EXERCISE AIM - Retype the whole listing below, character for character.

Start of DATASET RECORDS

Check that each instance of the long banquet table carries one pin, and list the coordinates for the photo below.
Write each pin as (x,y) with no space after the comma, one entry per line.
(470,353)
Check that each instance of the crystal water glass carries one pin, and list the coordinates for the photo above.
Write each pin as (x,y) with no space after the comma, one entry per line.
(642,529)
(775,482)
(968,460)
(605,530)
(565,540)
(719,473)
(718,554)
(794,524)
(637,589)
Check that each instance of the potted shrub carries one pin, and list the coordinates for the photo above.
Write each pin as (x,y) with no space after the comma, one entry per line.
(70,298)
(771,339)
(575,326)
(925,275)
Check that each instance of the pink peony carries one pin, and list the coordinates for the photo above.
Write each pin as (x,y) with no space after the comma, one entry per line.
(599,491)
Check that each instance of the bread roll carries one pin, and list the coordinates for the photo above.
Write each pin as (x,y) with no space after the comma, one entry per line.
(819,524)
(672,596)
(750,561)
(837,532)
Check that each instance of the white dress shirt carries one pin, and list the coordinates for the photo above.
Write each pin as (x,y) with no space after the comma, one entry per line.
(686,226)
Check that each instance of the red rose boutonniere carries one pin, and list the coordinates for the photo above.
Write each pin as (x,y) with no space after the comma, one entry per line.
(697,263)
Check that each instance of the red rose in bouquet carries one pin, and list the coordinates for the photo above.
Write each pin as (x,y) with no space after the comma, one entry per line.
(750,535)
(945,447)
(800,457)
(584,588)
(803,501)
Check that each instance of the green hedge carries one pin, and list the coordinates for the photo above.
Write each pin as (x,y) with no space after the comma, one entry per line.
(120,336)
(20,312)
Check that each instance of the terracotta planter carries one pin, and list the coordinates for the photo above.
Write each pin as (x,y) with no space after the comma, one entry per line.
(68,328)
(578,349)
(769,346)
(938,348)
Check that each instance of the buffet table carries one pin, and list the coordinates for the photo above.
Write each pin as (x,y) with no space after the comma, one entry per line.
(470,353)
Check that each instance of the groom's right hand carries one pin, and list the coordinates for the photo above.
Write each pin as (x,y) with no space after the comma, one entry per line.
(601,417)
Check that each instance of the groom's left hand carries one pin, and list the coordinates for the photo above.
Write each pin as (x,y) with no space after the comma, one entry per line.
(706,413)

End of DATASET RECORDS

EXPECTED OUTPUT -
Check that each instance of the long banquet table carries one pin, and list the coordinates for the photo below.
Write each pin as (x,y) with no space after the comma, one entry per line.
(470,353)
Check that each instance of the crystal water glass carries one pin, and list the coordinates for the photo above.
Write each pin as (x,y) with no space after the comma, one entry per line.
(642,529)
(775,482)
(968,460)
(605,530)
(565,540)
(719,473)
(718,554)
(794,524)
(637,589)
Check that each instance of the potted shrub carries one pin, and list the coordinates for the photo above.
Write each pin as (x,y) with no space after the comma, one entry per line.
(70,298)
(771,339)
(575,326)
(925,275)
Check that each instance of the pink peony carries one pin, and list the coordinates for the photo above.
Write each pin as (x,y) with no space after the comma, one entry per line.
(599,491)
Check that each instance of the bread roll carries one pin, and list the coordinates for the photo above.
Write each pin as (x,y) with no space after the comma, one entry per line.
(819,524)
(672,596)
(750,561)
(837,532)
Check that each instance of the white dress shirt carries one pin, and list the coordinates for the photo above.
Write each pin as (x,y) with no space after the comma, one entry per line.
(686,226)
Check that each instance of the red rose boutonniere carries one pin, and list the coordinates for the photo above.
Write each pin as (x,y) with no space after the comma, one entry per line.
(697,263)
Check that each instance of the red rose in bouquet carries one pin, and list the coordinates for the photo above.
Write each pin as (x,y) with no space after the comma, one entry per line.
(750,535)
(945,447)
(800,457)
(584,588)
(803,501)
Check that each instance of the green hedge carries one pin, and list the coordinates for the photo above.
Write each pin as (x,y) with no space after the comma, one entry per line.
(120,336)
(20,312)
Check that each instance of the terracotta planter carries one pin, and list the coordinates for the photo above.
Write each pin as (x,y) with no space after the comma, one entry per line.
(68,328)
(578,349)
(769,346)
(938,348)
Check that each instance of the buffet table carries one pin, and list the coordinates for the photo above.
Write each pin as (x,y) with no space after the comma, one entry per line.
(470,353)
Check that each instance of the groom's right hand carries one pin, and list the coordinates for the photo above.
Write each pin as (x,y) with no space after the comma, one entry per line.
(601,417)
Check that each instance of the groom's left hand carries one pin, and list the coordinates for the photo above.
Write each pin as (x,y) with no space after the comma, one entry per line.
(706,413)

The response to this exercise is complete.